Exercise aim —
Locate every line in the records below that contains the word "knee" and copy each of those lines. Case counts.

Data —
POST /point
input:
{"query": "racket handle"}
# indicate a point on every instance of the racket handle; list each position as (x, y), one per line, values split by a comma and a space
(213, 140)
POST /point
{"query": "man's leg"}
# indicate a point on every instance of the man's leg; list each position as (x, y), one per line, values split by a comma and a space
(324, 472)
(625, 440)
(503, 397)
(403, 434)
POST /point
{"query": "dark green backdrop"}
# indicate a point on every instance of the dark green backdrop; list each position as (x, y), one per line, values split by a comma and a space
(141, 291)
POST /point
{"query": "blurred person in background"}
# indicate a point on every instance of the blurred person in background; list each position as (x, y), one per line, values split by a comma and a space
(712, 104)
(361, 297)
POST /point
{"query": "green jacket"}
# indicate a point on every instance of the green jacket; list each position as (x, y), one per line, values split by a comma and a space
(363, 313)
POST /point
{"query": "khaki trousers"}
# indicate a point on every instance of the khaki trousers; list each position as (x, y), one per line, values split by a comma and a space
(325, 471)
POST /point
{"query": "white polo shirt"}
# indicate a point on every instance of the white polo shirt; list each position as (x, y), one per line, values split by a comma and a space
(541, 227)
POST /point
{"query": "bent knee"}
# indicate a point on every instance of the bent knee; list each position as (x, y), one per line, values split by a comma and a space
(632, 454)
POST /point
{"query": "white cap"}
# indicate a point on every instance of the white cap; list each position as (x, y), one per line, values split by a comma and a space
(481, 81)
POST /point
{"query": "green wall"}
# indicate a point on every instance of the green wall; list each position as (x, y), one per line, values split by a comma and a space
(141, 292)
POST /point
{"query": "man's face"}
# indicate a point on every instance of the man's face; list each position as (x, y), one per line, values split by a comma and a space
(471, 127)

==

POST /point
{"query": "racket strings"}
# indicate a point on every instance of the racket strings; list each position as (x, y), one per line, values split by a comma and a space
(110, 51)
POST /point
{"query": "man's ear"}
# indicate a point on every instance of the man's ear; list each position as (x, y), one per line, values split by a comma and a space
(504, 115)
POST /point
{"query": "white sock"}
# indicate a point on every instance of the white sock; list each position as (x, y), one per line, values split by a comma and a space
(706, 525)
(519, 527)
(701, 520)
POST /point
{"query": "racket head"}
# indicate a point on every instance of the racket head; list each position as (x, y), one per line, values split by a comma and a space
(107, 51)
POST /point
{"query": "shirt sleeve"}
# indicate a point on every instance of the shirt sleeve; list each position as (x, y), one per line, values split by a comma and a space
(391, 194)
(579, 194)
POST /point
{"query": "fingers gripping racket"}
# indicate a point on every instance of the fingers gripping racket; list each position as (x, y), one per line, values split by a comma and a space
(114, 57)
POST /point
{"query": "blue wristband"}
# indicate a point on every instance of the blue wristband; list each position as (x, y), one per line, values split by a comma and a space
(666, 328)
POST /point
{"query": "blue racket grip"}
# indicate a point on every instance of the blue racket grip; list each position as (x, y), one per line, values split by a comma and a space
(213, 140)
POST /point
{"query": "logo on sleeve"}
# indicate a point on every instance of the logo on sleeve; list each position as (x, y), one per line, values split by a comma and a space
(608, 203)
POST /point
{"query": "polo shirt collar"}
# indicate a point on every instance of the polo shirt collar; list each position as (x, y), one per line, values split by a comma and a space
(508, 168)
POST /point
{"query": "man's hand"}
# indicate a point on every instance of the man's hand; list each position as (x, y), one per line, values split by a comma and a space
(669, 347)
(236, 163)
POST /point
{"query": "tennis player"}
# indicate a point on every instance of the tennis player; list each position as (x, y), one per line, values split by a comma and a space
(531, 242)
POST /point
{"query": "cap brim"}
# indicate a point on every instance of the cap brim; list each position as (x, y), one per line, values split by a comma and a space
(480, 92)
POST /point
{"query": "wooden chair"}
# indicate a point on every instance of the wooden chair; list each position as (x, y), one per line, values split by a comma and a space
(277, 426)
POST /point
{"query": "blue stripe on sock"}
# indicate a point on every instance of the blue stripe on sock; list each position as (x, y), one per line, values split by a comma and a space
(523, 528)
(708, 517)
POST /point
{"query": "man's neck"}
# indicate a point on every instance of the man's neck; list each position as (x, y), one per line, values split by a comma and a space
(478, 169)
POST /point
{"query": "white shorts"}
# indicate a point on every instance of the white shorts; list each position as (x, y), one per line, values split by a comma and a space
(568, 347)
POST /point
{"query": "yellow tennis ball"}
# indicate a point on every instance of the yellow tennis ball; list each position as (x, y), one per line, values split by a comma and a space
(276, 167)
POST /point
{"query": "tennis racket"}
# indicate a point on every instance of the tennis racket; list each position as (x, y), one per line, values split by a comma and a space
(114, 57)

Response to this exercise —
{"query": "bent knee"}
# indicate a point on every instance of the bent knee; list each position as (x, y), one per line, values split by a comma and a space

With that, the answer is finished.